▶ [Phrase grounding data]
────
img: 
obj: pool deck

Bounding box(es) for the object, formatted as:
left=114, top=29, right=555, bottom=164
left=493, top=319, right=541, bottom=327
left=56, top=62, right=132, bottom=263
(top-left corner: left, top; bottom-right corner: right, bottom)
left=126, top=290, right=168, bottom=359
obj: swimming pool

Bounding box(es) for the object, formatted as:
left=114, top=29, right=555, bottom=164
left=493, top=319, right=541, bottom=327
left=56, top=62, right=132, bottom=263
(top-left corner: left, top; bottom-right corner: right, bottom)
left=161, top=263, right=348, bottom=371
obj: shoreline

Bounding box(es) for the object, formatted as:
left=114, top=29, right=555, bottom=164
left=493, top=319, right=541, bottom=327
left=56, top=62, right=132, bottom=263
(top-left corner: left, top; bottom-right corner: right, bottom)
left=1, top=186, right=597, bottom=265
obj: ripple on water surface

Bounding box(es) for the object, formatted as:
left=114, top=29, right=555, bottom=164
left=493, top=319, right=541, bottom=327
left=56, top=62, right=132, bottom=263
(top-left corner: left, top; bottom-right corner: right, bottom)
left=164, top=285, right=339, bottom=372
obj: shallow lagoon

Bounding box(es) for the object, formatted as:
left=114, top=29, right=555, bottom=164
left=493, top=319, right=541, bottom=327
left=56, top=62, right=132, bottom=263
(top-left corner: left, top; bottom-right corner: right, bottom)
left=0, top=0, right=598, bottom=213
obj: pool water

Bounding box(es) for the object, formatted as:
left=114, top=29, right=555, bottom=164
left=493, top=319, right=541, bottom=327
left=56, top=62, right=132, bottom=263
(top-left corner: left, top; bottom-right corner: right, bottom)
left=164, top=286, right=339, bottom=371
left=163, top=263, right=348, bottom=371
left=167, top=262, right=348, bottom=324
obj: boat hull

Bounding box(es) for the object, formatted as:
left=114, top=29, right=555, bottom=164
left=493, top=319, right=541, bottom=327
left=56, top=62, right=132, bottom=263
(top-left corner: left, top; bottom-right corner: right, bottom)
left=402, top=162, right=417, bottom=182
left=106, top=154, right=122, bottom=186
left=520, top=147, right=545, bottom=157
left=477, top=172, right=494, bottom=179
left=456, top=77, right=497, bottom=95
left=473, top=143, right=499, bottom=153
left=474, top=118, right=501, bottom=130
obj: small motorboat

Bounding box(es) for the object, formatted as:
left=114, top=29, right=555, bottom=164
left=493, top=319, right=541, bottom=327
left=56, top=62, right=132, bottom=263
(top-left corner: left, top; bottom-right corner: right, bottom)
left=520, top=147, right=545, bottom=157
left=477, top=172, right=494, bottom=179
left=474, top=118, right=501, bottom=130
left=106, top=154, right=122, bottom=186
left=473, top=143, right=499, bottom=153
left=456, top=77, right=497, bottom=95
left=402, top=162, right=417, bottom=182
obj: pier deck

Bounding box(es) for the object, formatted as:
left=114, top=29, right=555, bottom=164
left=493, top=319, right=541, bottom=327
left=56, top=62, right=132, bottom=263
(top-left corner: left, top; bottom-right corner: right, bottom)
────
▶ [What is expected]
Output every record above in full, exactly as it reads.

▶ [Result for this exercise]
img: 
obj: pool deck

Bounding box(es) for the object, formatted as:
left=114, top=29, right=555, bottom=164
left=493, top=319, right=541, bottom=327
left=56, top=62, right=132, bottom=263
(top-left corner: left, top; bottom-right corner: right, bottom)
left=126, top=290, right=168, bottom=359
obj: swimming pool

Bounding box(es) for the object, formatted as:
left=114, top=29, right=555, bottom=164
left=493, top=319, right=541, bottom=327
left=56, top=62, right=132, bottom=263
(top-left corner: left, top; bottom-right corner: right, bottom)
left=161, top=263, right=348, bottom=371
obj: shoreline

Bounding box(es) for the object, formatted as:
left=114, top=29, right=555, bottom=164
left=493, top=319, right=541, bottom=327
left=56, top=62, right=132, bottom=263
(top-left corner: left, top; bottom-right corner: right, bottom)
left=1, top=186, right=597, bottom=265
obj: ripple on water surface

Bounding box(es) for the object, formatted as:
left=114, top=29, right=555, bottom=164
left=493, top=319, right=541, bottom=327
left=56, top=62, right=132, bottom=263
(top-left corner: left, top; bottom-right corner: right, bottom)
left=164, top=285, right=339, bottom=372
obj: shallow lagoon

Bounding box(es) for the object, formatted as:
left=114, top=29, right=555, bottom=164
left=493, top=319, right=541, bottom=327
left=56, top=62, right=132, bottom=263
(top-left corner: left, top; bottom-right corner: right, bottom)
left=0, top=0, right=598, bottom=213
obj: pool water

Bounding box(es) for the object, formatted as:
left=114, top=29, right=555, bottom=164
left=493, top=319, right=541, bottom=327
left=56, top=62, right=132, bottom=263
(top-left corner: left, top; bottom-right corner: right, bottom)
left=164, top=286, right=339, bottom=371
left=163, top=263, right=348, bottom=371
left=167, top=262, right=348, bottom=324
obj: boat hull

Bounding box(es) for the object, formatted as:
left=114, top=29, right=555, bottom=164
left=493, top=319, right=541, bottom=327
left=56, top=62, right=132, bottom=263
(top-left corner: left, top; bottom-right corner: right, bottom)
left=402, top=162, right=417, bottom=182
left=106, top=154, right=122, bottom=186
left=520, top=147, right=545, bottom=157
left=477, top=172, right=494, bottom=179
left=456, top=77, right=497, bottom=95
left=473, top=143, right=499, bottom=153
left=474, top=118, right=501, bottom=130
obj: small motorboat

Bounding box(es) for the object, formatted as:
left=114, top=29, right=555, bottom=164
left=493, top=319, right=541, bottom=327
left=56, top=62, right=132, bottom=263
(top-left corner: left, top; bottom-right corner: right, bottom)
left=520, top=147, right=545, bottom=157
left=477, top=172, right=494, bottom=179
left=474, top=118, right=501, bottom=130
left=106, top=154, right=122, bottom=186
left=473, top=143, right=499, bottom=153
left=456, top=77, right=497, bottom=95
left=402, top=162, right=417, bottom=182
obj: pier deck

Bounding box(es) for the object, formatted as:
left=114, top=29, right=555, bottom=164
left=493, top=319, right=541, bottom=327
left=56, top=62, right=132, bottom=263
(top-left corner: left, top; bottom-right corner: right, bottom)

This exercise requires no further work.